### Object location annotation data
----------

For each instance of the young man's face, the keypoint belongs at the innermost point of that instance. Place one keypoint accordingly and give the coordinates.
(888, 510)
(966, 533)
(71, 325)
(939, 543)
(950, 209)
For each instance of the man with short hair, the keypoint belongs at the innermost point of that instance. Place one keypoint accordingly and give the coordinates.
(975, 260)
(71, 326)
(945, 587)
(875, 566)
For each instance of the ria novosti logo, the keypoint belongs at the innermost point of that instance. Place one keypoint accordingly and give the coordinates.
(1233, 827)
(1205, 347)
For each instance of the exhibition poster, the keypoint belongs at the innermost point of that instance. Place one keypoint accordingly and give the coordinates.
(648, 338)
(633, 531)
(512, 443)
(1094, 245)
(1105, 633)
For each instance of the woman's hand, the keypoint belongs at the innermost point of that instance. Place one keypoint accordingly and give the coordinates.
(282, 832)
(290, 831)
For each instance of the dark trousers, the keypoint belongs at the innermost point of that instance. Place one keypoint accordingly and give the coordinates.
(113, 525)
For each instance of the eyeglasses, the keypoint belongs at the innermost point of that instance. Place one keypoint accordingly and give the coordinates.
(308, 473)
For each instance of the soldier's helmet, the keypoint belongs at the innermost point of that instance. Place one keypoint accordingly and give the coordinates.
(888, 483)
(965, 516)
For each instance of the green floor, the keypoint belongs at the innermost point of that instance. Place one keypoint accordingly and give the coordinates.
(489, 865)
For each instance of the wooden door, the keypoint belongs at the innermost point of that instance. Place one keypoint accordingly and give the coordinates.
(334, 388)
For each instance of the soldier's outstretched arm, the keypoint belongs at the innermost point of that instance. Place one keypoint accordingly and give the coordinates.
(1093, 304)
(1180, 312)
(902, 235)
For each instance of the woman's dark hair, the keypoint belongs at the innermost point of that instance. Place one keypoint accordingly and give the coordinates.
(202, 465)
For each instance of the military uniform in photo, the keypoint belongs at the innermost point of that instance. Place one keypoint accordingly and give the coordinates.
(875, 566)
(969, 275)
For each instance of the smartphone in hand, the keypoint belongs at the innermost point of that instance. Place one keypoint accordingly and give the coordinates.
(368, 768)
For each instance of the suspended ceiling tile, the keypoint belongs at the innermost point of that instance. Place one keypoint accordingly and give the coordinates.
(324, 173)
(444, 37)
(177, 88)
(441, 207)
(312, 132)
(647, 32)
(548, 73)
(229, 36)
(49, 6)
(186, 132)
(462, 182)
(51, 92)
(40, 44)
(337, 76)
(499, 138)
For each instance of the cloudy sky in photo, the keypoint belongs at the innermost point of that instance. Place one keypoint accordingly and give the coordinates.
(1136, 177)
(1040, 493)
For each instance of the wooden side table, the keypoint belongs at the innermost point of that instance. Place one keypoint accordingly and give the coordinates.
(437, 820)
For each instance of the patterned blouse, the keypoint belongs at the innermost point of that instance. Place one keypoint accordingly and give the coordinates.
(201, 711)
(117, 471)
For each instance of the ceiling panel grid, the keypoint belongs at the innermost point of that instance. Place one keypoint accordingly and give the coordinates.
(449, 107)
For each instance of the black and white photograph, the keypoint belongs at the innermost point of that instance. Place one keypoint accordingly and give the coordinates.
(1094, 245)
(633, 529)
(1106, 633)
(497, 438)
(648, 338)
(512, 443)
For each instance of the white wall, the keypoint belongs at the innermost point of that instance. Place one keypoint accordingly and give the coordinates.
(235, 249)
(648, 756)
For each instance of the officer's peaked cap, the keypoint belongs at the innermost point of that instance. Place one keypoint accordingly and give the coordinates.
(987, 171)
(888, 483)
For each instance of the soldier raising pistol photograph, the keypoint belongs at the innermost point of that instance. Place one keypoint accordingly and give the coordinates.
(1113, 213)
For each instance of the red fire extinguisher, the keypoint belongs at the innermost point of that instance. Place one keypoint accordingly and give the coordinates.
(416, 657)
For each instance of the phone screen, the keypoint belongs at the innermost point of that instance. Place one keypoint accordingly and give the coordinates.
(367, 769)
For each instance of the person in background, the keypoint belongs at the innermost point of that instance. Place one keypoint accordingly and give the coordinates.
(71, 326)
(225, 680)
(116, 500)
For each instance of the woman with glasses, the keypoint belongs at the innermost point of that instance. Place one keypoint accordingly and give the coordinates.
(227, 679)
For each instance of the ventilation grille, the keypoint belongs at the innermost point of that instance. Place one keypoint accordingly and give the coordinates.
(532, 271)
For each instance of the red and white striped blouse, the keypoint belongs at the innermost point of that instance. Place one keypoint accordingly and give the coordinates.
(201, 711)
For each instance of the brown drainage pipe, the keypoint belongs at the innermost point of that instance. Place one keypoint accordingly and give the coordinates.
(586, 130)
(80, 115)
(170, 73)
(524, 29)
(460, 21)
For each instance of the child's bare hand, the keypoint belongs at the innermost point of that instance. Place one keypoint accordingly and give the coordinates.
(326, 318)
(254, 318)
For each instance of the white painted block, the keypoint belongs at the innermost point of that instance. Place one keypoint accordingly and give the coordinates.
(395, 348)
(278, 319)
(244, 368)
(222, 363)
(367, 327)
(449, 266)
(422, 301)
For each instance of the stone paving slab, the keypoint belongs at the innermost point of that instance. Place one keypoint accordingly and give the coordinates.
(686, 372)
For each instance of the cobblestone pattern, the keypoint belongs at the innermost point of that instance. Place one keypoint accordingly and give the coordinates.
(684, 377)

----------

### Stated problem
Convert the rows above into a two-column CSV with the headers "prompt" and "keypoints", one line for each row: its text in the first quoted field and its answer in the second, with line breaks replaced by spaces.

### Written answer
prompt,keypoints
"For each instance of the young man's face, the keypoint belongs at the innermost point of that instance. Place one keypoint accordingly and give the coordinates.","(888, 510) (966, 533) (71, 325) (939, 543) (950, 209)"
"For each instance of the man with short hair, the keypoint belongs at the innermost point of that instance. Place one keypoint accordingly and give the coordinates.","(975, 260) (71, 326) (945, 587) (875, 566)"
"For each instance of the ria novosti logo, the keypoint belongs at the innermost point of that instance. Place one keypoint accordingly and give the coordinates.","(1233, 827) (1205, 347)"
"For each instance of the exhibition poster, the keypoint belongs at the innermost point of that instance. Place one keypoint accordingly and give the coordinates.","(648, 338) (633, 531) (512, 443) (1094, 245) (1105, 633)"
"For each instance of the woman's hand, the keypoint belongs at the innermost point of that instance. Place one keypoint accordingly and give the coordinates.","(282, 832) (290, 831)"
"For each instance of the dark trousers, the keypoint belongs at the innermost point of that instance. Place one keypoint accordingly and give the coordinates.","(113, 525)"
"For each instance of the eyeglasses, the keypoint belongs at the innermost point of that instance. Place one keypoint accordingly and give the coordinates.","(308, 473)"
"For each instance of the soldier's helmet, the keypoint belongs at the innermost point of that instance. Place one keypoint accordingly and give the coordinates.","(888, 483) (965, 516)"
"For each instance of the green floor, the keypoint belongs at the innermost point of that instance. Place one keypoint accordingly and give the coordinates.","(489, 865)"
"For each instance of the wooden door, the keypoint belongs at the innermost point of that instance. Place one keypoint accordingly and give the coordinates.","(334, 388)"
"For each instance of the soldier's outstretched arm, the keypoint belongs at the innermost point of that instance. Place one keypoint accordingly and give the coordinates.","(1093, 304) (1180, 312) (902, 235)"
"For each instance of the woman's dark hair, the keypoint belongs at the innermost point of that instance. Place one keypoint accordingly and give the coordinates.","(202, 465)"
"For each instance of the military uniform in photo, the keypoint belongs at the innermost point of that instance. Place one keypoint accordingly and give the coordinates.","(875, 566) (969, 275)"
"For each instance of the smartphone in hand, the keypoint belongs at the innermost point of that instance. Place one keypoint accordingly and give the coordinates.","(368, 768)"
"For each instance of the suspended ceiling tile, the keypoint belongs at the innermost point of that instance. Place one keypoint accordingly and give the coordinates.","(324, 173) (444, 37) (177, 88) (441, 207) (312, 132) (647, 32) (548, 73) (229, 36) (49, 6) (186, 132) (462, 182) (51, 92) (40, 44) (337, 76) (499, 138)"
"For each instance of the cloudy sky in photo, the keypoint belongs at the innermost point of that instance. Place one keypoint accordingly and give the coordinates.","(1136, 177) (1040, 493)"
"For each instance of the wooden side table, the keypoint belongs at the innermost point of that instance. Place one keypoint accordingly and give the coordinates.","(437, 820)"
"For each instance of the patterned blouse, the keypoint belongs at the innermost point of that instance. Place one keypoint accordingly and give the coordinates.","(201, 711) (117, 471)"
"For each instance of the ceiling panel grid, the keypoint belongs at the innermost point of that instance. Place one keypoint accordingly and give the coordinates.","(449, 107)"
"For each instance of the black and white photograph, the keypoint belongs at the innermost point of that instance. Place one keypoint accordingly and give the coordinates.","(1094, 245) (633, 529) (1106, 633) (497, 438) (648, 338) (512, 443)"
"For each instance of the white wall, the keypoint belongs at the innermost point of that instance. Place one keypoint accordingly and give the coordinates.","(235, 249) (648, 756)"
"For each instance of the officer's peaked cap, the keypoint belongs at the innermost point of that instance. Place one keypoint accordingly and give the coordinates.","(987, 171) (888, 483)"
"For each instance of the soldier raising pistol photograph, the keypoint belongs at the innermost point of that instance. Place one keypoint accordingly and give the coordinates.","(1113, 213)"
"For each instance of the red fire extinguisher, the keypoint belongs at the innermost point of that instance. Place one keypoint accordingly and give the coordinates.","(416, 657)"
"For each instance of the phone screen, the keypoint belongs at the innermost point of that instance. Place one keypoint accordingly and give the coordinates.","(367, 769)"
"For each instance of the person in background, the keypoint belongs at the innermost point of that instance. Place one keypoint accordingly and give the coordinates.","(71, 326) (225, 680) (116, 500)"
"For each instance of the woman with glasses, the keypoint belongs at the innermost point of that instance. Place one keypoint accordingly and give the coordinates.","(227, 679)"
"For each instance of the ventilation grille, the keypoint belongs at the innermost point of that instance. Place one keypoint accordingly and give the coordinates.","(532, 271)"
"For each instance of the red and white striped blouse, the keypoint belongs at the innermost point of that instance. Place one keypoint accordingly and give the coordinates.","(201, 711)"
"For each instance of the brown drainage pipe, the keypoint belongs at the innermost point of that instance. Place one keypoint accordingly and give the coordinates.","(586, 130) (80, 115) (170, 73) (524, 29) (460, 21)"
"For each instance of the child's bare hand, the keypoint belongs at the innermost point of that instance. Place one keypoint accordingly and give the coordinates.","(326, 318) (254, 318)"
"For each instance of the white painted block, the keypoint belongs at the innermost point of that instance. Place one keypoint accordingly and give the coordinates.","(395, 348) (278, 319) (244, 368) (222, 363) (367, 327) (449, 266) (422, 301)"
"For each instance of the stone paving slab, the keypoint belongs at the innermost point of that instance. Place one keypoint accordingly and give the coordinates.","(686, 372)"
"For each instance of the cobblestone pattern, the keypoint belongs at the innermost point of that instance. Place one keypoint accordingly and give the coordinates.","(684, 377)"